▶ Exercise
Copy everything from the start of the records down to the line containing "positive clicks: (868, 11)", replacing "rough mask" with "coarse mask" and changing nothing else. Leave the pictures out of your answer.

[Given data — start]

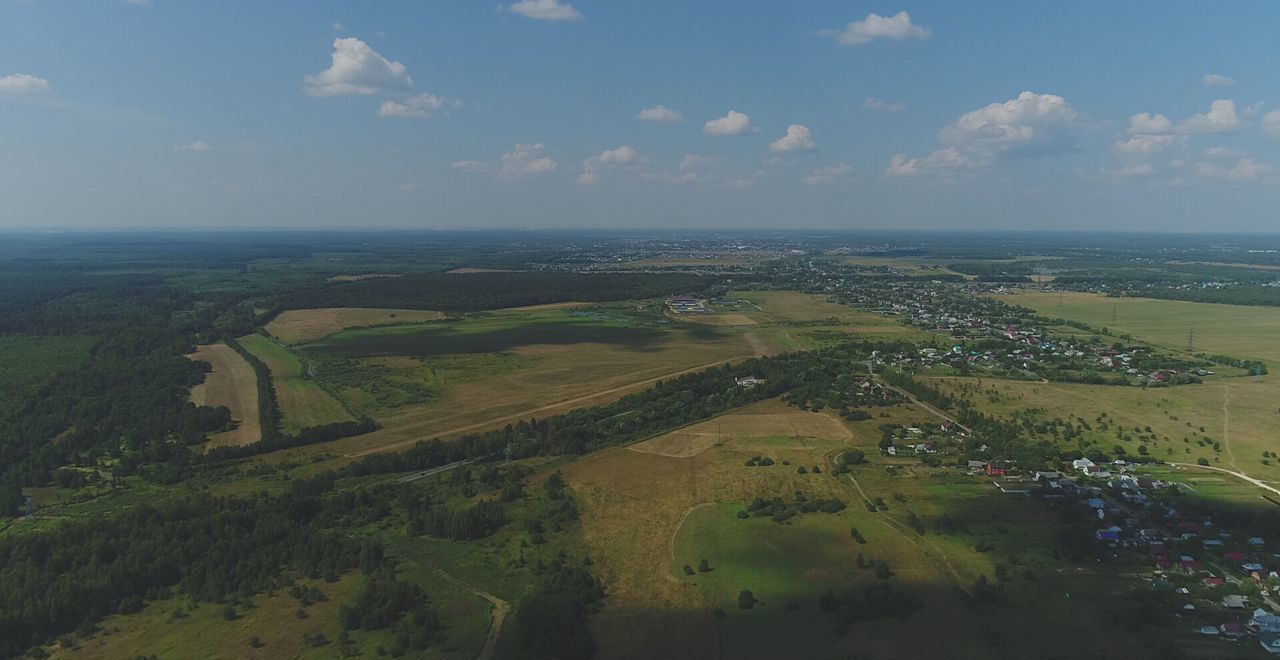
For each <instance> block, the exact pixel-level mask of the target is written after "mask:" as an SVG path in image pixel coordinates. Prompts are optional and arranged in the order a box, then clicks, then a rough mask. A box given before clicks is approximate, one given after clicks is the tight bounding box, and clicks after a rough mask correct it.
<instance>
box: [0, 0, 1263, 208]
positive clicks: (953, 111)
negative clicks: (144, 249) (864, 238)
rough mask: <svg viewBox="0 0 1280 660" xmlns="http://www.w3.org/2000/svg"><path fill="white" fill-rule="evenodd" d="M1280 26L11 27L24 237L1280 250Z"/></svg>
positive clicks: (868, 11)
mask: <svg viewBox="0 0 1280 660" xmlns="http://www.w3.org/2000/svg"><path fill="white" fill-rule="evenodd" d="M1277 24H1280V4H1277V3H1267V1H1256V3H1248V1H1240V3H1216V4H1193V3H1162V4H1153V3H1114V1H1100V3H1060V4H1057V5H1048V4H1044V3H1025V1H1001V3H915V1H902V3H852V1H840V3H819V1H806V3H781V1H780V3H765V1H749V3H742V1H710V0H704V1H698V3H687V1H669V3H664V1H648V3H616V1H614V3H607V1H600V0H577V1H571V3H564V1H563V0H525V1H521V3H515V4H512V3H511V1H509V0H508V1H506V3H503V4H492V3H479V1H435V3H422V1H392V0H383V1H379V3H357V1H344V3H339V1H323V0H308V1H279V3H262V1H248V0H246V1H238V0H219V1H197V0H150V1H129V0H0V226H9V228H17V226H20V228H64V226H77V228H111V226H166V228H174V226H178V228H182V226H191V228H239V226H246V228H291V226H300V228H301V226H319V228H351V226H356V228H567V226H568V228H571V226H593V228H686V226H699V228H832V229H864V228H916V229H932V228H946V229H1125V230H1172V232H1198V230H1216V232H1217V230H1247V232H1272V230H1276V229H1280V221H1277V215H1276V208H1280V75H1276V73H1275V65H1276V63H1277V61H1280V40H1277V38H1276V36H1275V26H1277ZM658 106H662V109H658ZM645 110H648V111H646V113H644V111H645ZM731 111H732V113H733V114H731ZM641 113H644V114H641ZM744 115H745V116H744ZM717 120H718V122H717Z"/></svg>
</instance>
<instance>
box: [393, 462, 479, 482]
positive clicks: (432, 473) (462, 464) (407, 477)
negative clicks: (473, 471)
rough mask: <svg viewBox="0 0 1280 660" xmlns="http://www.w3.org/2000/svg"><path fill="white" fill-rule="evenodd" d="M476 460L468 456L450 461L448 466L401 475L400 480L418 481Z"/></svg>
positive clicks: (407, 480) (433, 468)
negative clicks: (420, 478) (450, 461)
mask: <svg viewBox="0 0 1280 660" xmlns="http://www.w3.org/2000/svg"><path fill="white" fill-rule="evenodd" d="M475 460H476V459H474V458H468V459H466V460H458V462H454V463H449V464H448V466H440V467H435V468H431V469H424V471H421V472H415V473H412V475H408V476H404V477H401V478H399V480H398V481H399V482H401V483H408V482H410V481H417V480H420V478H425V477H430V476H431V475H439V473H440V472H448V471H451V469H453V468H460V467H462V466H466V464H467V463H475Z"/></svg>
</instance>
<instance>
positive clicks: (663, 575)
mask: <svg viewBox="0 0 1280 660" xmlns="http://www.w3.org/2000/svg"><path fill="white" fill-rule="evenodd" d="M714 505H716V503H714V501H704V503H700V504H694V505H692V507H690V508H687V509H685V513H684V514H681V515H680V522H678V523H676V528H675V530H672V531H671V538H668V540H667V551H668V553H669V554H671V565H676V536H677V535H680V530H681V528H682V527H684V526H685V521H687V519H689V517H690V515H691V514H692V513H694V512H696V510H698V509H705V508H707V507H714ZM662 577H664V578H667V579H669V581H672V582H680V578H677V577H675V576H672V574H671V570H663V572H662Z"/></svg>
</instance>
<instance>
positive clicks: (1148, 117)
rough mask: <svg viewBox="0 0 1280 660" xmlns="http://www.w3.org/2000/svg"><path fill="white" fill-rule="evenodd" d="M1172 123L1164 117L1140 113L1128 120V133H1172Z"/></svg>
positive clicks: (1131, 116)
mask: <svg viewBox="0 0 1280 660" xmlns="http://www.w3.org/2000/svg"><path fill="white" fill-rule="evenodd" d="M1172 132H1174V123H1172V122H1170V120H1169V118H1167V116H1165V115H1149V114H1147V113H1140V114H1137V115H1133V116H1130V118H1129V133H1133V134H1138V133H1144V134H1160V133H1172Z"/></svg>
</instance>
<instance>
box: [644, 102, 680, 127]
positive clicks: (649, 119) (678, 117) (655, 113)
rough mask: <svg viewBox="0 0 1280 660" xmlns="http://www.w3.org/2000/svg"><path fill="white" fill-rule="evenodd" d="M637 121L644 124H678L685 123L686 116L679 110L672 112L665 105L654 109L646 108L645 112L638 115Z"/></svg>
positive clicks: (647, 107) (659, 105) (673, 110)
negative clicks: (651, 122)
mask: <svg viewBox="0 0 1280 660" xmlns="http://www.w3.org/2000/svg"><path fill="white" fill-rule="evenodd" d="M636 119H640V120H644V122H667V123H676V122H684V120H685V115H682V114H680V111H678V110H672V109H669V107H667V106H664V105H655V106H653V107H645V109H644V110H640V113H639V114H636Z"/></svg>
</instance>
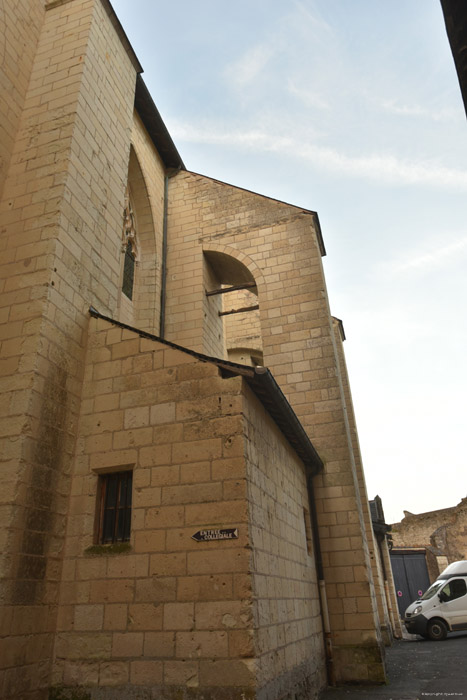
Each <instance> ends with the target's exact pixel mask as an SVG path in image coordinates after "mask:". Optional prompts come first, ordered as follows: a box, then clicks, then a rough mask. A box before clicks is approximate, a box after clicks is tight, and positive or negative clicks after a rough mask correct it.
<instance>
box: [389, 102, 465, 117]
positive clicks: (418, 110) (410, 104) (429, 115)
mask: <svg viewBox="0 0 467 700" xmlns="http://www.w3.org/2000/svg"><path fill="white" fill-rule="evenodd" d="M379 106H380V107H381V108H382V109H383V110H384V111H386V112H389V113H390V114H397V115H400V116H405V117H424V118H427V119H432V120H433V121H436V122H438V121H451V120H454V119H456V120H458V119H459V115H461V112H460V110H454V109H447V108H445V109H440V110H435V109H430V108H429V107H425V106H422V105H418V104H400V103H398V102H397V101H396V100H383V101H382V102H381V103H380V105H379Z"/></svg>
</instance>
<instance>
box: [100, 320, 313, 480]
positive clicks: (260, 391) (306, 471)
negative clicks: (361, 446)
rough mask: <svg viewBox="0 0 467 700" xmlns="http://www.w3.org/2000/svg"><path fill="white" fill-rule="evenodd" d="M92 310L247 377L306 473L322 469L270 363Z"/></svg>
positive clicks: (233, 373)
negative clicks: (269, 368)
mask: <svg viewBox="0 0 467 700" xmlns="http://www.w3.org/2000/svg"><path fill="white" fill-rule="evenodd" d="M89 313H90V315H91V316H93V317H94V318H100V319H102V320H104V321H107V322H108V323H111V324H112V325H114V326H118V327H119V328H123V329H125V330H129V331H132V332H133V333H137V334H138V335H139V336H140V337H141V338H147V339H148V340H153V341H154V342H157V343H161V344H162V345H166V346H168V347H170V348H174V349H175V350H179V351H180V352H184V353H186V354H188V355H191V356H192V357H194V358H196V359H197V360H200V361H201V362H210V363H212V364H215V365H216V366H217V367H219V369H220V371H221V375H222V376H224V377H229V376H242V377H244V379H245V381H246V383H247V385H248V386H249V387H250V389H251V390H252V391H253V393H254V394H255V395H256V396H257V398H258V399H259V401H260V402H261V403H262V405H263V406H264V408H265V409H266V411H267V412H268V413H269V415H270V416H271V418H272V419H273V420H274V422H275V423H276V425H277V426H278V428H279V430H280V431H281V432H282V434H283V435H284V437H285V438H286V439H287V441H288V442H289V444H290V445H291V446H292V447H293V449H294V450H295V452H296V454H297V455H298V456H299V458H300V459H301V461H302V462H303V464H304V466H305V470H306V474H307V476H314V475H315V474H318V473H319V472H320V471H321V470H322V469H323V467H324V464H323V461H322V460H321V458H320V456H319V455H318V453H317V451H316V449H315V448H314V446H313V444H312V442H311V440H310V438H309V437H308V435H307V434H306V432H305V430H304V428H303V426H302V424H301V423H300V421H299V419H298V417H297V415H296V413H295V411H294V410H293V408H292V406H291V405H290V404H289V402H288V401H287V399H286V397H285V396H284V394H283V392H282V390H281V388H280V387H279V385H278V384H277V382H276V380H275V379H274V377H273V375H272V373H271V372H270V370H269V369H267V367H250V366H249V365H242V364H239V363H237V362H230V360H222V359H220V358H217V357H212V356H210V355H204V354H203V353H199V352H196V351H195V350H190V349H189V348H185V347H183V346H182V345H177V344H176V343H171V342H170V341H169V340H164V339H163V338H159V337H158V336H156V335H153V334H152V333H148V332H147V331H143V330H141V329H139V328H135V327H134V326H129V325H128V324H126V323H121V322H120V321H117V320H115V319H114V318H111V317H110V316H105V315H104V314H101V313H100V312H99V311H97V309H95V308H94V307H93V306H91V307H90V308H89Z"/></svg>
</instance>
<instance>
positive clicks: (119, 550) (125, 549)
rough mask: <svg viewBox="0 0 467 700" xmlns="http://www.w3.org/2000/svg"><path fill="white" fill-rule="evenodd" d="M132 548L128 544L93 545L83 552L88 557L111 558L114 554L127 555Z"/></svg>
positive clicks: (106, 544) (131, 549)
mask: <svg viewBox="0 0 467 700" xmlns="http://www.w3.org/2000/svg"><path fill="white" fill-rule="evenodd" d="M131 550H132V546H131V544H130V543H129V542H116V543H115V544H93V545H91V546H90V547H88V548H87V549H85V550H84V553H85V554H86V555H87V556H89V557H100V556H113V555H114V554H128V552H131Z"/></svg>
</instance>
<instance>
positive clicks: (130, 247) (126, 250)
mask: <svg viewBox="0 0 467 700" xmlns="http://www.w3.org/2000/svg"><path fill="white" fill-rule="evenodd" d="M122 252H124V253H125V259H124V261H123V279H122V292H123V293H124V294H125V296H126V297H128V299H133V287H134V283H135V267H136V259H137V247H136V227H135V217H134V214H133V209H132V206H131V203H130V193H129V191H128V190H127V191H126V194H125V208H124V210H123V241H122Z"/></svg>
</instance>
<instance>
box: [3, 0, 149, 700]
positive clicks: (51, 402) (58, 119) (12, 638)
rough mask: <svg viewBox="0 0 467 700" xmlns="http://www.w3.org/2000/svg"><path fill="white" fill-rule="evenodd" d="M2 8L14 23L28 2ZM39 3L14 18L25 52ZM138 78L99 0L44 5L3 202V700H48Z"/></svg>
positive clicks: (117, 268) (6, 6) (5, 4)
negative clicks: (85, 416)
mask: <svg viewBox="0 0 467 700" xmlns="http://www.w3.org/2000/svg"><path fill="white" fill-rule="evenodd" d="M4 6H5V7H6V8H7V11H8V17H9V18H11V12H12V8H14V11H15V12H16V11H21V12H23V11H24V7H25V3H19V4H18V3H17V2H10V1H8V2H7V3H6V4H5V3H4ZM27 8H28V9H29V5H27ZM37 8H38V5H37V3H33V4H32V5H31V14H30V18H29V19H28V20H27V21H26V20H24V21H19V20H18V22H19V25H18V26H19V27H20V28H21V27H22V29H21V31H26V28H27V27H29V29H28V32H27V36H28V37H30V38H31V43H30V46H28V47H27V48H26V50H25V53H26V54H29V51H32V50H33V49H34V41H33V35H34V36H35V35H36V32H37V30H38V28H39V27H38V26H34V27H33V28H32V25H33V24H34V23H35V22H36V21H38V18H39V15H40V13H39V12H38V9H37ZM23 19H24V18H23ZM24 36H25V37H26V34H25V35H24ZM16 50H17V51H19V53H22V52H23V47H22V46H21V45H20V47H18V45H17V46H16ZM25 61H26V58H25ZM27 61H29V64H30V62H31V56H29V57H28V58H27ZM19 69H20V70H21V71H23V70H26V63H25V62H23V63H21V61H20V62H19ZM135 76H136V68H135V66H134V65H133V63H132V60H131V59H130V57H129V55H128V54H127V52H126V50H125V49H124V48H123V46H122V44H121V41H120V38H119V37H118V35H117V33H116V31H115V29H114V27H113V25H112V23H111V21H110V19H109V16H108V14H107V11H106V7H105V6H104V5H103V4H102V3H101V2H100V1H99V2H97V1H96V2H94V0H87V1H85V2H79V3H77V2H73V1H70V2H62V3H49V4H48V5H47V7H46V11H45V14H44V20H43V24H42V26H41V27H40V35H39V38H38V42H37V50H36V52H35V57H34V62H33V65H32V69H31V75H30V79H29V82H28V86H27V90H26V92H24V91H23V92H24V103H23V113H22V118H21V119H20V120H19V126H18V130H17V133H16V140H15V144H14V147H13V151H12V155H11V159H10V164H9V168H8V172H7V177H6V181H5V185H4V189H3V199H2V202H1V203H0V218H1V220H2V246H3V255H2V270H1V287H0V290H1V295H0V306H1V311H0V321H1V325H0V342H1V348H0V353H1V356H2V368H3V375H2V381H1V384H0V391H1V402H0V403H1V406H2V416H1V417H0V424H1V425H0V435H1V444H0V453H1V460H2V463H1V469H2V480H3V483H4V488H2V493H1V496H0V498H1V501H2V503H1V508H2V511H1V518H2V531H1V532H2V534H1V537H2V538H3V539H2V542H1V545H2V546H1V552H2V571H1V573H2V577H3V582H2V587H3V596H4V597H3V601H2V602H4V604H5V608H4V614H5V618H4V622H3V624H2V625H1V632H0V633H1V635H2V638H1V641H0V645H1V649H0V664H1V667H2V668H1V673H2V679H1V680H2V683H3V693H4V696H5V697H8V698H17V697H19V698H21V699H22V700H26V699H27V700H29V698H31V699H32V698H42V697H44V693H45V692H46V691H45V688H46V686H47V685H48V673H49V668H50V667H49V662H50V656H51V652H52V645H53V634H54V624H55V616H56V606H57V602H58V585H59V580H60V571H61V559H62V552H63V532H64V526H65V522H66V515H67V508H68V496H69V477H70V469H71V461H72V454H73V449H74V440H75V437H76V421H77V412H78V410H79V403H80V390H81V379H82V371H83V360H84V347H85V333H86V329H87V321H88V315H87V310H88V307H89V305H90V303H94V304H95V305H97V306H99V307H100V308H101V309H107V310H109V309H115V308H116V305H117V296H118V294H117V290H118V286H119V275H120V258H119V246H120V245H121V243H120V241H121V233H120V232H121V221H122V205H123V195H124V190H125V182H126V176H127V170H128V156H129V137H130V133H131V125H132V112H133V99H134V84H135ZM20 82H21V81H20ZM22 90H23V89H22ZM18 104H19V102H18ZM8 148H10V146H8Z"/></svg>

[Given data — finish]

▶ Finished task
For each <instance> block, the exact pixel-level mask of the target is written after "mask:" as an SVG path in image pixel coordinates. Prompts are optional and arranged in the order a box, then clicks, then a coarse mask. A box given before clicks is approximate, one given after clicks is the tight bounding box, and clicks after a coarse mask correct it.
<instance>
box: [0, 0, 1263, 208]
positive clicks: (953, 111)
negative clicks: (144, 249) (864, 238)
coarse mask: <svg viewBox="0 0 1280 660" xmlns="http://www.w3.org/2000/svg"><path fill="white" fill-rule="evenodd" d="M1280 26L11 27L24 237L1280 250Z"/></svg>
positive clicks: (868, 11)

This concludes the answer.